- [Exercise description]: Return the records that follow, matching each one exactly.

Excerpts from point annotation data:
* * *

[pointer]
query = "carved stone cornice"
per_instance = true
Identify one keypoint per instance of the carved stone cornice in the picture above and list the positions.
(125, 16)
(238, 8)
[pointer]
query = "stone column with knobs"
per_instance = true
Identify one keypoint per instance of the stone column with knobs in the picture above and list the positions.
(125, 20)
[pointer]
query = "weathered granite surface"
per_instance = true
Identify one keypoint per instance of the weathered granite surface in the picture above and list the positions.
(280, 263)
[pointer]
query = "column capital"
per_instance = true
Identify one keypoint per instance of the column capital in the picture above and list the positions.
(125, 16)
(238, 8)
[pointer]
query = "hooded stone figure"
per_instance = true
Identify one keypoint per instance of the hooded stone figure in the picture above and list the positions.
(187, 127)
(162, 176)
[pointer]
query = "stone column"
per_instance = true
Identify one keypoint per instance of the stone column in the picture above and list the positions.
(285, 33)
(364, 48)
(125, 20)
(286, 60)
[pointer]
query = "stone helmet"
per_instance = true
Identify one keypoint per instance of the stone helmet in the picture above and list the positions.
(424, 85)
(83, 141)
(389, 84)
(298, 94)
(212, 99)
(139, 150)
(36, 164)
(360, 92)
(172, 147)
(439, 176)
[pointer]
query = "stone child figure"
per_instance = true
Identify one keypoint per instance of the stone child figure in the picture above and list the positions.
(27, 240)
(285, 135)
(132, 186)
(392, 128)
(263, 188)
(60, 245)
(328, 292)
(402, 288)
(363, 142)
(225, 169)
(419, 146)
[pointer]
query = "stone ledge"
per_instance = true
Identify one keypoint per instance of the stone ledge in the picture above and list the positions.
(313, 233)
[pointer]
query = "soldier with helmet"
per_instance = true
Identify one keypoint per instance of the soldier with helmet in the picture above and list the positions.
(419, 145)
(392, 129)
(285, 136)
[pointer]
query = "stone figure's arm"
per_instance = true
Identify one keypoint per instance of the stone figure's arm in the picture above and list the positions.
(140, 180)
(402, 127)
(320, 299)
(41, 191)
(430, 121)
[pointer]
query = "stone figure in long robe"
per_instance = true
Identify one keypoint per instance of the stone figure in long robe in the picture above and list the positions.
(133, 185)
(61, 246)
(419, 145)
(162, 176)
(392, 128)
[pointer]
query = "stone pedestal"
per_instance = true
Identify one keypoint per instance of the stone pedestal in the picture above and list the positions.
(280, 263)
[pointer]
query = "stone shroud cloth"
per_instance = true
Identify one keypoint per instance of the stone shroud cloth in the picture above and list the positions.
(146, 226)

* * *

- [Result for this task]:
[pointer]
query = "carved stone cornice"
per_instance = true
Identify one keypoint per instance of the carved stone cornice in the picture above and list the positions.
(125, 16)
(238, 8)
[pointer]
query = "stone column with knobs"
per_instance = true
Identify one keypoint per instance of the stone column with knobs in the picture above and list the positions.
(125, 20)
[pointer]
query = "weathered granite surface"
per_instance = true
Identify one keypoint per instance of the weathered granite surface in the picture above and list the positions.
(280, 263)
[pointer]
query = "column capital"
per_instance = true
Identify one keypoint per instance of the column capital in the picture above and list the positions.
(125, 16)
(238, 8)
[pointer]
query = "hooded stone figure"
per_instance = true
Identify one keypoint per instance of the hooded stone figure in the picture above and list the positions.
(187, 127)
(162, 176)
[pointer]
query = "stone column"
per_instance = true
Identify one keypoint per instance of the stone column in the picture above and list the positions.
(285, 33)
(364, 48)
(125, 20)
(286, 60)
[pointer]
query = "stone helmet"
per_instance = true
Identify one keypoint per instance of the stone helmet in the picture above and list the positions.
(424, 85)
(83, 141)
(389, 84)
(298, 94)
(212, 99)
(139, 150)
(36, 164)
(360, 92)
(172, 147)
(439, 176)
[pointer]
query = "stone child figure"
per_instance = true
Identify one keypoint per instance of the stone child figure in the picture above and list the positions.
(27, 240)
(285, 135)
(132, 186)
(392, 128)
(263, 188)
(60, 245)
(328, 292)
(402, 288)
(363, 142)
(225, 169)
(419, 146)
[pointer]
query = "stone ledge"
per_instance = true
Identify one keypoint per instance of the stone ledge in the picture above and list the positions.
(313, 233)
[pointer]
query = "soldier with helmet"
per_instance = true
Identify one keypoint per instance of the soldier with helmet in the picture above and list the positions.
(419, 145)
(392, 129)
(285, 136)
[pointer]
query = "stone figure's arm"
per_instance = true
Identify one keypoint per instance of the stone figure's arm in the picture above and list the positions.
(140, 180)
(402, 127)
(320, 299)
(41, 191)
(430, 121)
[pointer]
query = "stone figure in long robe"
per_instance = true
Identify one keypoint per instance of the stone figure in long robe in the picture above and list the positions.
(133, 185)
(61, 246)
(419, 145)
(162, 176)
(392, 128)
[pointer]
query = "stone pedestal"
per_instance = true
Identify one keypoint per instance of the stone pedestal in the picture above and list the positions.
(280, 263)
[pointer]
query = "stone shroud cloth"
per_instance = true
Identify one keypoint per instance of the stone shroud cloth in the picture above and list the positions.
(146, 226)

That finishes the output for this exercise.